*Texto de estudio*:
---------------

Hoy escribo ayer. Los días se han convertido en su propia víspera, todos iguales, repetidos, construidos con el mismo paisaje de fondo, ese espacio cerrado, oclusivo, en que se ha convertido la vida. Octubre y marzo son ya meses mellizos y clonados, meses que insisten en la misma luz, en el mismo dolor, en el mismo miedo aleteando por las calles, los hospitales, las fábricas y las oficinas, un miedo que hace que cerremos España, convertida en una pléyade de fronteras, en un medievo renacido, otro ayer que regresa o que no se fue nunca y aguardaba, agazapado, el momento de mostrarse. Y lo mismo Europa, donde se están enclaustrando ciudades, comarcas, países. Un continente de puertas cerradas, como cuando la peste, porque esto de ahora, este covid que unos articulan en masculino y otros en femenino («señora covid» la llama el Papa), es la peste que también ha vuelto, una amenaza invisible que juega a los dados con la vida. Y sí, ya sabemos que al final en la vida todo es azar, circunstancia o destino, y que estamos en una guerra contra un enemigo que nos bombardea en silencio, y dependerá de tu suerte, tu circunstancia o tu destino que salgas del bombardeo indemne, herido o muerto.

Alguna vez hablé aquí mismo de la vida aplazada, porque uno escribe siempre con la urgencia del día, con la velocidad de la luz de la mañana, que exige una respuesta rápida a preguntas que uno nunca se ha hecho. Alguna vez he escrito, decía, aquí mismo, sobre la vida aplazada que nos planteaba esta pandemia, porque uno tiende a veces a la ingenuidad del optimismo y pensaba que esto sería pasajero, que iríamos avanzando, mejorando, hasta llegar al momento del olvido, que es exactamente ese en que uno recuerda lo malo que ha vivido con una sonrisa templada. Pero ahora mismo, esta mañana en que escribo, esta mañana de ayer, esta mañana repetida (como en aquella película mala de Bill Murray que es tan famosa), no me queda un gramo de esperanza y solo consigo acordarme de aquella frase de Onetti: «la única sabiduría posible es resignarse a tiempo».

Y quizás le estoy dando la mañana a usted que, con toda la buena voluntad del mundo, se sentó ante su periódico y su café buscando tropezar con una esperanza pequeña, una de esas esperanzas que hacen navegable el día, que dan para una jornada y que llega a la noche gastada y satisfecha del deber cumplido, pero es que no tenía hoy, este hoy que es ayer, nada de eso entre las manos, y solo podía, como en aquel verso de César Vallejo, pedir «perdón por la tristeza». Y sé que está muy feo y es muy impopular escribir sobre la tristeza, pero qué otra cosa tiene uno, si esta mañana es la de ayer, y tiene la esperanza gastada.

---------------

[Registros de datos]

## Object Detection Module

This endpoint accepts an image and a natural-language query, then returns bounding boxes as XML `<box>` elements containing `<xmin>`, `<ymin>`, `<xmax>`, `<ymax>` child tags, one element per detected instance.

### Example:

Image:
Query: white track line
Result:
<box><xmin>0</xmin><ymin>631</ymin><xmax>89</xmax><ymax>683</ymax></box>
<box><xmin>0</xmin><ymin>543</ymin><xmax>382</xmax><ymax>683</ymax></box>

---------------

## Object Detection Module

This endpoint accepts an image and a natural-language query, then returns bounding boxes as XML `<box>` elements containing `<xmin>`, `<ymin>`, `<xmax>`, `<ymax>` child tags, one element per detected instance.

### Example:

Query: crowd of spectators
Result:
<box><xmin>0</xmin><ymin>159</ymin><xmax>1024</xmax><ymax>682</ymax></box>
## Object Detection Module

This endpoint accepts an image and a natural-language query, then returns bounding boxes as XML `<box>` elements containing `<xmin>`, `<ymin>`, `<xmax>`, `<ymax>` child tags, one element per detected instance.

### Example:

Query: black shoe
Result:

---------------

*Acción requerida*:
Transcribe del texto sobre la pandemia el fragmento que empieza con "Y quizás le" y sigue hasta "la esperanza gastada.". Las filas no tienen ningún papel en este ejercicio.

*Resultado del ejercicio*:
Y quizás le estoy dando la mañana a usted que, con toda la buena voluntad del mundo, se sentó ante su periódico y su café buscando tropezar con una esperanza pequeña, una de esas esperanzas que hacen navegable el día, que dan para una jornada y que llega a la noche gastada y satisfecha del deber cumplido, pero es que no tenía hoy, este hoy que es ayer, nada de eso entre las manos, y solo podía, como en aquel verso de César Vallejo, pedir «perdón por la tristeza». Y sé que está muy feo y es muy impopular escribir sobre la tristeza, pero qué otra cosa tiene uno, si esta mañana es la de ayer, y tiene la esperanza gastada.